▶ [WHAT IS EXPECTED]
After locating the line with "rough mask: <svg", reproduce that line and every one following it exactly, up to the end of the entries.

Dataset entries
- - - - -

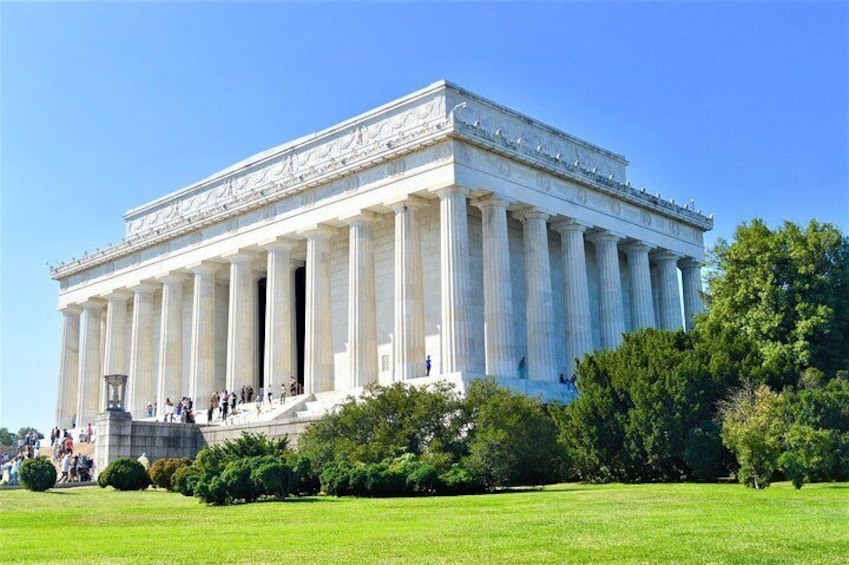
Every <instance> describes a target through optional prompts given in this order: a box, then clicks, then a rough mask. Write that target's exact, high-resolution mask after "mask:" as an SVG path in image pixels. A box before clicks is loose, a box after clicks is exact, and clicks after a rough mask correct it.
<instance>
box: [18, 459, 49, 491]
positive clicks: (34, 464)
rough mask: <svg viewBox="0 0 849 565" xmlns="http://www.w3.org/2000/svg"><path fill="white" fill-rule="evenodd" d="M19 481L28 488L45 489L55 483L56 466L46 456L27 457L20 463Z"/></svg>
mask: <svg viewBox="0 0 849 565" xmlns="http://www.w3.org/2000/svg"><path fill="white" fill-rule="evenodd" d="M21 482H22V483H23V484H24V486H25V487H26V488H28V489H29V490H32V491H36V492H41V491H45V490H47V489H49V488H50V487H52V486H53V485H55V484H56V467H54V466H53V463H51V462H50V461H49V460H48V459H47V458H46V457H36V458H35V459H27V460H26V461H24V464H23V465H21Z"/></svg>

- - - - -

▶ [YOUR RESPONSE]
rough mask: <svg viewBox="0 0 849 565" xmlns="http://www.w3.org/2000/svg"><path fill="white" fill-rule="evenodd" d="M19 481L28 488L45 489L55 483L56 466L46 456L27 457L20 463Z"/></svg>
mask: <svg viewBox="0 0 849 565" xmlns="http://www.w3.org/2000/svg"><path fill="white" fill-rule="evenodd" d="M21 482H22V483H23V484H24V486H25V487H26V488H28V489H29V490H32V491H36V492H41V491H45V490H47V489H49V488H50V487H52V486H53V485H55V484H56V467H54V466H53V463H51V462H50V461H49V460H48V459H47V458H46V457H36V458H35V459H27V460H26V461H24V464H23V465H21Z"/></svg>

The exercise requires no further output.